**OBIETTIVO DELL'ESERCIZIO:** Trasforma le righe qui sotto in una lista JSON di stringhe, una stringa per riga, saltando quelle vuote. Lascia fuori le immagini.

**DATI DELL'ESERCIZIO:**
----------

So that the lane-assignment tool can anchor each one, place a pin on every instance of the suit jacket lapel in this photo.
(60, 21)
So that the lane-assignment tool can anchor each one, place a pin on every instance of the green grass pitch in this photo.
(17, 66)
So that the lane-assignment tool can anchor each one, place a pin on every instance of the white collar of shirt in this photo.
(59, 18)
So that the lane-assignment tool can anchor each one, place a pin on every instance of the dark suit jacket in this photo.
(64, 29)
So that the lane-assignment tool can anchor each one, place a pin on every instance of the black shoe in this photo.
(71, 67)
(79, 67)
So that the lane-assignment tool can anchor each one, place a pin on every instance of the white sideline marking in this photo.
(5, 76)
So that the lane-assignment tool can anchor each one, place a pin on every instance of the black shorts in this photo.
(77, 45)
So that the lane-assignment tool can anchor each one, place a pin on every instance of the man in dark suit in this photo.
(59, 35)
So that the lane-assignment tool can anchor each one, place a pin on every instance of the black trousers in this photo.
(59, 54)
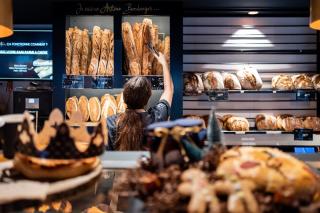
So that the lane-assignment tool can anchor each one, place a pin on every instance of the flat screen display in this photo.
(27, 54)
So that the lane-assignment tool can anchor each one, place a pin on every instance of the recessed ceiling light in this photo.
(253, 12)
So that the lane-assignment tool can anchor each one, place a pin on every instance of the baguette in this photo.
(131, 50)
(69, 35)
(138, 39)
(96, 48)
(104, 55)
(111, 56)
(85, 52)
(147, 38)
(76, 53)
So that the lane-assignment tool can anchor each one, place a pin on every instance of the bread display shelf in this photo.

----------

**RISPOSTA ATTESA:**
[
  "So that the lane-assignment tool can anchor each one, place a pin on every instance of the suit jacket lapel in this photo.",
  "(60, 21)",
  "So that the lane-assignment tool can anchor each one, place a pin on every instance of the green grass pitch in this photo.",
  "(17, 66)",
  "So that the lane-assignment tool can anchor each one, place a pin on every instance of the white collar of shirt in this photo.",
  "(59, 18)",
  "So that the lane-assignment tool can anchor each one, place a pin on every instance of the dark suit jacket in this photo.",
  "(64, 29)",
  "So that the lane-assignment tool can anchor each one, place a pin on every instance of the black shoe in this photo.",
  "(71, 67)",
  "(79, 67)",
  "So that the lane-assignment tool can anchor each one, place a pin on every instance of the white sideline marking in this photo.",
  "(5, 76)",
  "So that the lane-assignment tool can anchor each one, place a pin on every instance of the black shorts in this photo.",
  "(77, 45)",
  "So that the lane-assignment tool can anchor each one, place a pin on every instance of the man in dark suit in this photo.",
  "(59, 35)",
  "So that the lane-assignment tool can anchor each one, place a pin on every instance of the black trousers in this photo.",
  "(59, 54)",
  "So that the lane-assignment tool can anchor each one, place a pin on every instance of the flat screen display in this photo.",
  "(27, 54)",
  "So that the lane-assignment tool can anchor each one, place a pin on every instance of the recessed ceiling light in this photo.",
  "(253, 12)",
  "So that the lane-assignment tool can anchor each one, place a pin on every instance of the baguette in this photo.",
  "(131, 50)",
  "(69, 35)",
  "(138, 39)",
  "(96, 48)",
  "(104, 55)",
  "(111, 56)",
  "(85, 52)",
  "(147, 38)",
  "(76, 53)",
  "So that the lane-assignment tool can anchor each one, place a pin on every instance of the bread display shelf in this photo."
]